**WHAT IS REQUIRED**. Please rewrite the part of the data that opens with the line containing "pin: the doorway, one" and runs through the end of the data as a numbered list, leaving out any blank lines.

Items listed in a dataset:
**********

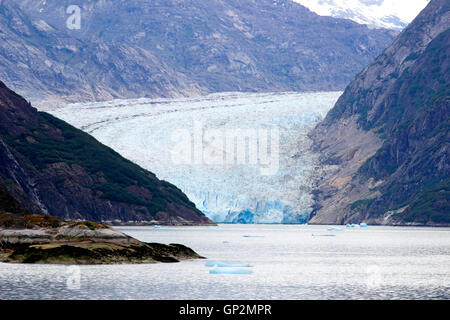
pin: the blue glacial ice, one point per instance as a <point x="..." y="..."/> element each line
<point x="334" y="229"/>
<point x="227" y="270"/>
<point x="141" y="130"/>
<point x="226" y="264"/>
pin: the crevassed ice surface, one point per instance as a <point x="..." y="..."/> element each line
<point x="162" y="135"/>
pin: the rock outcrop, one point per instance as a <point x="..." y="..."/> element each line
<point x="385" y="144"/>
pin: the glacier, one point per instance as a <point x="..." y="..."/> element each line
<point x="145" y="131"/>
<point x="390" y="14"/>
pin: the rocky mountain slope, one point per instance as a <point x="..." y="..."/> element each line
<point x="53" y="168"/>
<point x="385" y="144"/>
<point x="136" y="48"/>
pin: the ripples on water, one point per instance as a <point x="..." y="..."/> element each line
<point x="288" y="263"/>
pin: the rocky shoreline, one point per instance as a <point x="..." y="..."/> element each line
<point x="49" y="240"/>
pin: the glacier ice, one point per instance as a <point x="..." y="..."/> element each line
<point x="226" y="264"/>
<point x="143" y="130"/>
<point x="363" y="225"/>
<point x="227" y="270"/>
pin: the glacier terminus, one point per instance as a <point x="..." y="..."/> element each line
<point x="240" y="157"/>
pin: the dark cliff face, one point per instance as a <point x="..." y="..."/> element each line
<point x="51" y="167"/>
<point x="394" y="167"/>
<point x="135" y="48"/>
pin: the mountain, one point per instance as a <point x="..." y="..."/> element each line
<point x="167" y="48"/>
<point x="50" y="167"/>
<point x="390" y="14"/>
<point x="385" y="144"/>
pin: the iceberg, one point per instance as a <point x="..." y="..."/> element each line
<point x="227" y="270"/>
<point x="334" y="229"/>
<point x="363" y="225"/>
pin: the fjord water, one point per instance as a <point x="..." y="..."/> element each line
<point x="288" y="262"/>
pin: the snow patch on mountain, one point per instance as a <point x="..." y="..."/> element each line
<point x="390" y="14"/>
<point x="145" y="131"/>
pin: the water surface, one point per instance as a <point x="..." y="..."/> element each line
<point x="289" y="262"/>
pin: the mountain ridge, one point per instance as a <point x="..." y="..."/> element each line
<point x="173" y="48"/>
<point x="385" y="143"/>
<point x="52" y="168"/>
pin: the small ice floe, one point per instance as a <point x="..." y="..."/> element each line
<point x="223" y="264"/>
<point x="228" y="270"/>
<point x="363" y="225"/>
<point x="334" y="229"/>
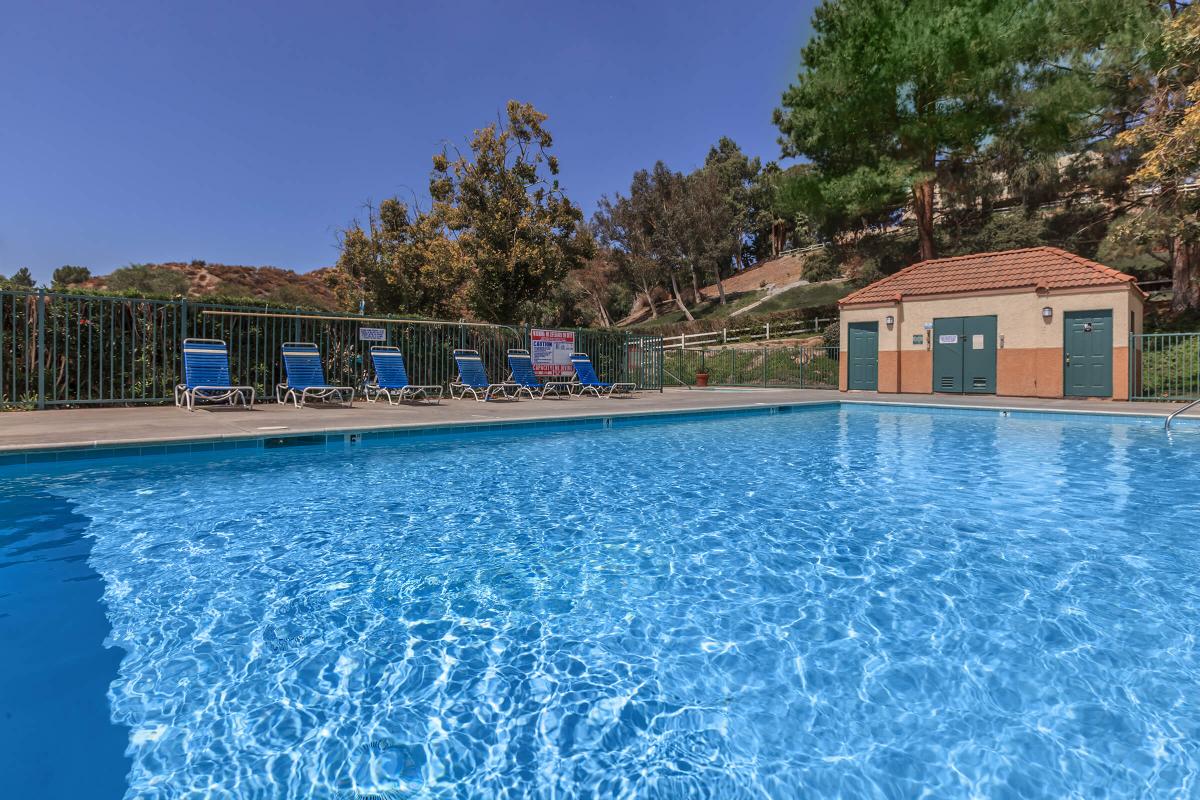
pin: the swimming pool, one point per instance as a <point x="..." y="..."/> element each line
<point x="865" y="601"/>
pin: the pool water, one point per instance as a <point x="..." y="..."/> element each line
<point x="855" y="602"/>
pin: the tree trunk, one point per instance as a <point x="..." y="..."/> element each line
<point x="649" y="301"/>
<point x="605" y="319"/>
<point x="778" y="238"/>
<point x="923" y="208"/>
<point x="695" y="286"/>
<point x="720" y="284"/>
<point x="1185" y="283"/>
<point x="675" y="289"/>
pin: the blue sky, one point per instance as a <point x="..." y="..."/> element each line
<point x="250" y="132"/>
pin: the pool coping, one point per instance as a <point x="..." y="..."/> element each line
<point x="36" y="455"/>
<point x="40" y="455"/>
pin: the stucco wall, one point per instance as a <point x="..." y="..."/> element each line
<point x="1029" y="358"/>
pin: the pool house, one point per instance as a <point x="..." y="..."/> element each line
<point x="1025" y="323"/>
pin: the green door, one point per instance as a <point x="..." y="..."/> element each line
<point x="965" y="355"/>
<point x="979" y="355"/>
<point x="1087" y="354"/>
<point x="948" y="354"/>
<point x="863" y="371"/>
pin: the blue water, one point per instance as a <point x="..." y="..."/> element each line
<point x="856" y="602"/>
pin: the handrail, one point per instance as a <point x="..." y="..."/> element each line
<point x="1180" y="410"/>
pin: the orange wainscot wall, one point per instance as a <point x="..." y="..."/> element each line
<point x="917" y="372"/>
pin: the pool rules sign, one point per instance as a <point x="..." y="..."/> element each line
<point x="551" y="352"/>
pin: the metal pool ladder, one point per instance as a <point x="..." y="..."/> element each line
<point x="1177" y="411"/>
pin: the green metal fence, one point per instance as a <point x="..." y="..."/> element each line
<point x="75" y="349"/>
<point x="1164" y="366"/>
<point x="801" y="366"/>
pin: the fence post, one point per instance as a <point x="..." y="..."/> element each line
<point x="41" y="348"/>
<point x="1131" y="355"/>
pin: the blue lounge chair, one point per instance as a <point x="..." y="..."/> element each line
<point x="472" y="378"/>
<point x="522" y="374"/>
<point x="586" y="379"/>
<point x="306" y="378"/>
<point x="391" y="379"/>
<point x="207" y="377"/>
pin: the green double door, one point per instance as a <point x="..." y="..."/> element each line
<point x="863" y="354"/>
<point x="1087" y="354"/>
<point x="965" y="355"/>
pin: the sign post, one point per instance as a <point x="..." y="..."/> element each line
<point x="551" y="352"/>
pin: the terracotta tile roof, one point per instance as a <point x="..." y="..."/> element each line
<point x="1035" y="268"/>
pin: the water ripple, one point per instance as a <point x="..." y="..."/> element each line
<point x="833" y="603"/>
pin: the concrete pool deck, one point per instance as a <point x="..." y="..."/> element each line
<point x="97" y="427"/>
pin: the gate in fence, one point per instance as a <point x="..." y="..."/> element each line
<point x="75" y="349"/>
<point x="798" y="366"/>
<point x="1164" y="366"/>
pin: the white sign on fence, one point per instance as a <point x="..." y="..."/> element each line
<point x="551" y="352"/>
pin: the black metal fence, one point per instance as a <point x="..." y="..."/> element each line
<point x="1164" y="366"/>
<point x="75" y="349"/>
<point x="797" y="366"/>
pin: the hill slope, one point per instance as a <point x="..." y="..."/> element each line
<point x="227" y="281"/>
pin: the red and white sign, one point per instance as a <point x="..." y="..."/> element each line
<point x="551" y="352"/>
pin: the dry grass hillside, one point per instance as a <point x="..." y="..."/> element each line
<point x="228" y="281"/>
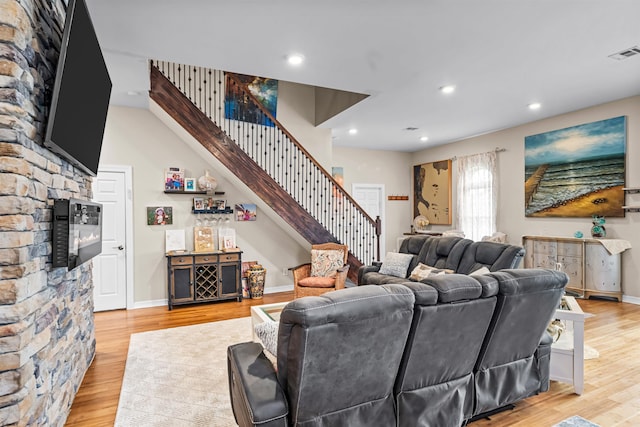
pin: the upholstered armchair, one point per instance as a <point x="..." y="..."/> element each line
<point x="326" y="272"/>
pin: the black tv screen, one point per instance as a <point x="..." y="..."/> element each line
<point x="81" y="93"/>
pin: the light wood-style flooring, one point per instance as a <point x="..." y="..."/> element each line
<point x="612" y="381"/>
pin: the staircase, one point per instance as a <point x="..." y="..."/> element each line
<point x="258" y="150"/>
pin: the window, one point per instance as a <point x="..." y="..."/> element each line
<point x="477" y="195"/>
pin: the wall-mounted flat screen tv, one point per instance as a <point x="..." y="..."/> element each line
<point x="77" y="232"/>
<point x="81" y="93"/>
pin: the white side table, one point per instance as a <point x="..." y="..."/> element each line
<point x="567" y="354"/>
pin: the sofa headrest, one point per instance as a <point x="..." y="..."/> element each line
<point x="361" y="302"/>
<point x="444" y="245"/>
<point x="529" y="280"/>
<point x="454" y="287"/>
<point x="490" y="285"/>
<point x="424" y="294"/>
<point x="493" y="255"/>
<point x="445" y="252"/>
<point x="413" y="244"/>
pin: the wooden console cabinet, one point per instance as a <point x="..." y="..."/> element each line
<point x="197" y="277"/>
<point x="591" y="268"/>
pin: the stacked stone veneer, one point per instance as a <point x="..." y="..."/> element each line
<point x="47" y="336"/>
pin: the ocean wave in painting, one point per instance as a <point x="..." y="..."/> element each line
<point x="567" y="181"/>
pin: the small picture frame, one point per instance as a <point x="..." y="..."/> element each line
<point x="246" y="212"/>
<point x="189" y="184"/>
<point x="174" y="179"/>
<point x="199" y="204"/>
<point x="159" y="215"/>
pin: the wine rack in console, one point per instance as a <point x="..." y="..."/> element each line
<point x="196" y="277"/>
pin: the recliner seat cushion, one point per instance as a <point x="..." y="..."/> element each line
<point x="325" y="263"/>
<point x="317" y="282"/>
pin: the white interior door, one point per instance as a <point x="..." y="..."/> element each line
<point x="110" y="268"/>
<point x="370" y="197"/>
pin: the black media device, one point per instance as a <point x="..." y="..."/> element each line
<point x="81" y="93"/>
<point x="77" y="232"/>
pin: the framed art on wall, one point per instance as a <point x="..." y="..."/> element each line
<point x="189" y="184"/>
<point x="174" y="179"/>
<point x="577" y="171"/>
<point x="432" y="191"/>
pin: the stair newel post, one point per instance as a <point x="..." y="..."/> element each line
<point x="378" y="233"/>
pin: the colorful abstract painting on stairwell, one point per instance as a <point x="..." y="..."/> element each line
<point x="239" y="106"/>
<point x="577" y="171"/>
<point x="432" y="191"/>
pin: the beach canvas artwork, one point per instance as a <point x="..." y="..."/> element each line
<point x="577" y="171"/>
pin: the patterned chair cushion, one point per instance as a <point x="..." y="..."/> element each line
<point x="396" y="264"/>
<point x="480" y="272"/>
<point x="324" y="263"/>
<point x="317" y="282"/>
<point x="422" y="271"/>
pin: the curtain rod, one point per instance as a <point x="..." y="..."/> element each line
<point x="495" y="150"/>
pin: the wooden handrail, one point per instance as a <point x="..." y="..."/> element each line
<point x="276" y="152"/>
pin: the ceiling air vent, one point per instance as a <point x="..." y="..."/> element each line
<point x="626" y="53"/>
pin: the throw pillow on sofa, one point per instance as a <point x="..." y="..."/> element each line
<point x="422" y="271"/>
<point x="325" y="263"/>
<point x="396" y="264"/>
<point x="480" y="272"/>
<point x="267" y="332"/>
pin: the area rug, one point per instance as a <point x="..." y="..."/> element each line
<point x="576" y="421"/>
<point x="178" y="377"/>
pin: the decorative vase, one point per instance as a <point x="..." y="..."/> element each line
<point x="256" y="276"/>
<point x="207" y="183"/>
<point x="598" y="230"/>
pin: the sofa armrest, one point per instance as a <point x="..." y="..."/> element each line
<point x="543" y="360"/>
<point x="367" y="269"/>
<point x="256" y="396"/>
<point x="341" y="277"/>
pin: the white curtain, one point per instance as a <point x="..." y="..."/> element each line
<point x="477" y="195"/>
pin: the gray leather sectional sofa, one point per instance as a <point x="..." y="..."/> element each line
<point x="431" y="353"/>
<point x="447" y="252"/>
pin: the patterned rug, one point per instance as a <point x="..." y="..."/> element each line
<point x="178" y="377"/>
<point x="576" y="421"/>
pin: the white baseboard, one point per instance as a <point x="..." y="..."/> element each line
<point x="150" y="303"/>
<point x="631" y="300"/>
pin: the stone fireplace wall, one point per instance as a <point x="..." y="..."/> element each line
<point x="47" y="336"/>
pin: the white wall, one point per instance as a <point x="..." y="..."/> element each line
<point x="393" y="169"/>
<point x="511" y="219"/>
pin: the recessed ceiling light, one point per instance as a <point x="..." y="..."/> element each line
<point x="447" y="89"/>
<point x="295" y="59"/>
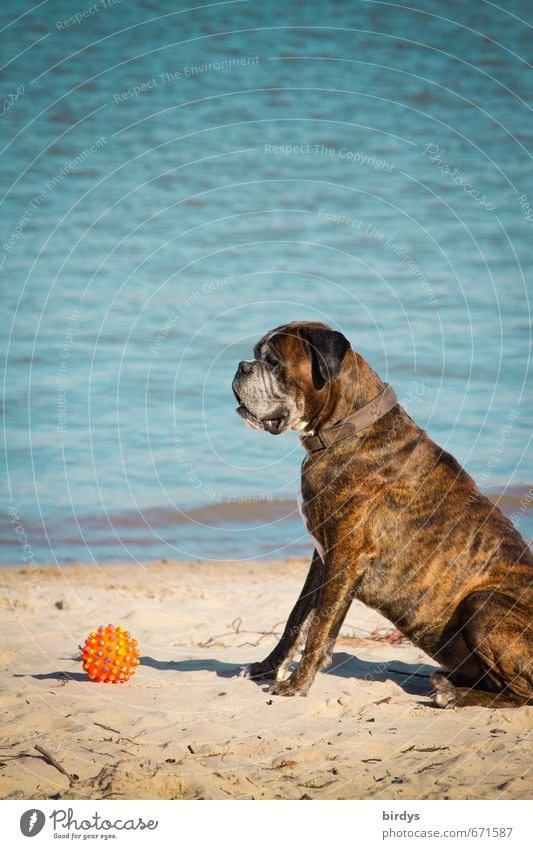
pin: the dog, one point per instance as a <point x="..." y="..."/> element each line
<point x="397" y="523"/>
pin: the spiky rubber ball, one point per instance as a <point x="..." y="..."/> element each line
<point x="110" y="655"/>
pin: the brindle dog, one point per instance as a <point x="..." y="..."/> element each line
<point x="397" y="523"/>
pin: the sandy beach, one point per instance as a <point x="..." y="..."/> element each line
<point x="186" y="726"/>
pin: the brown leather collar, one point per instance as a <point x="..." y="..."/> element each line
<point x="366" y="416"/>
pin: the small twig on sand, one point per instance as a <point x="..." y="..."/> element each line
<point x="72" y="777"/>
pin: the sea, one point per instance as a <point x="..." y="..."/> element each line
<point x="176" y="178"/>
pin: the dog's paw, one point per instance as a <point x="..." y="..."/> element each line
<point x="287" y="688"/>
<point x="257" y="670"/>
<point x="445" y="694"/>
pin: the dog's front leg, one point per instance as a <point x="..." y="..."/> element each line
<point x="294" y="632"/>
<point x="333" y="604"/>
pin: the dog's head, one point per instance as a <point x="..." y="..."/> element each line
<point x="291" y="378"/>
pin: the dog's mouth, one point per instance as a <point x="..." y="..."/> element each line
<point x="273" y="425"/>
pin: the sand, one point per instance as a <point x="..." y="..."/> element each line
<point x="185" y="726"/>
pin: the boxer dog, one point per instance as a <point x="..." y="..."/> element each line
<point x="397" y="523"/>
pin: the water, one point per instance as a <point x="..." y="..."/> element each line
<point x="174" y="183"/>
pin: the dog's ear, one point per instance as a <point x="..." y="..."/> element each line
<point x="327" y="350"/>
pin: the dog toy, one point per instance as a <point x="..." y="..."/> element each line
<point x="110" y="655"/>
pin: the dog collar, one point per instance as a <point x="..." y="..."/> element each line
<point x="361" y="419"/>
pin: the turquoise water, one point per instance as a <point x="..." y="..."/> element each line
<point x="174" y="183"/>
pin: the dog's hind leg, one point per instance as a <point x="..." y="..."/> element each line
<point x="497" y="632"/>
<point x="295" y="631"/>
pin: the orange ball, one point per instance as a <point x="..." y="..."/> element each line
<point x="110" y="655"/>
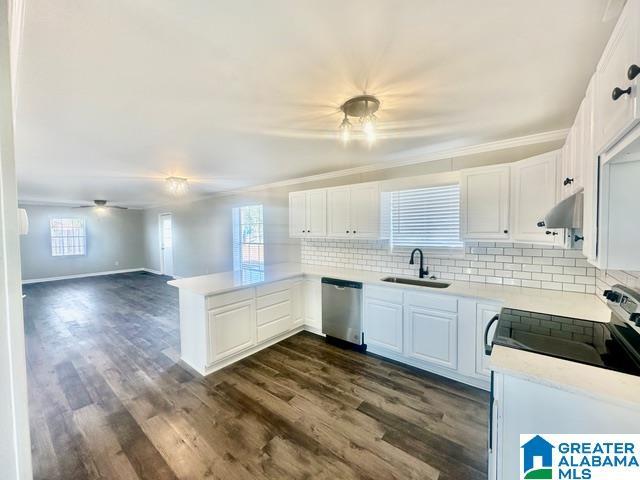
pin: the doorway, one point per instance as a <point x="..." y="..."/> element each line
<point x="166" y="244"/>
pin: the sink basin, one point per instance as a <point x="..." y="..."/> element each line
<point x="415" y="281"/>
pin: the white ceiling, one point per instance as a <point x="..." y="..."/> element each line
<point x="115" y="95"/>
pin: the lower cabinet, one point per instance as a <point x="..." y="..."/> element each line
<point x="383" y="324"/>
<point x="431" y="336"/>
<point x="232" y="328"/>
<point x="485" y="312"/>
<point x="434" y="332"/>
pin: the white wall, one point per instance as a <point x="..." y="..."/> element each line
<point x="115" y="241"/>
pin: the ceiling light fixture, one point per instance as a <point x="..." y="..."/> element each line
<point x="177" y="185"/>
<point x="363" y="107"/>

**********

**TASK SOLUTION**.
1. pin: the doorway, one point per instance as a <point x="..." y="..."/> element each line
2. <point x="166" y="244"/>
3. pin: the sink basin, one point per instance as a <point x="..." y="..."/> element each line
4. <point x="415" y="281"/>
5. pin: the white ceiling, one point per instance as a <point x="..." y="..."/> element each line
6. <point x="115" y="95"/>
7. pin: the lower cabinet, one point per instance as a <point x="..." y="..."/> element each line
8. <point x="383" y="324"/>
9. <point x="431" y="336"/>
10. <point x="232" y="328"/>
11. <point x="485" y="312"/>
12. <point x="434" y="332"/>
13. pin: the white wall, one point per instance as a <point x="..." y="..."/> element each line
14. <point x="115" y="241"/>
15. pin: the ceiling light fixture, one point per instance as a <point x="..." y="..."/> element each line
16. <point x="177" y="185"/>
17. <point x="363" y="107"/>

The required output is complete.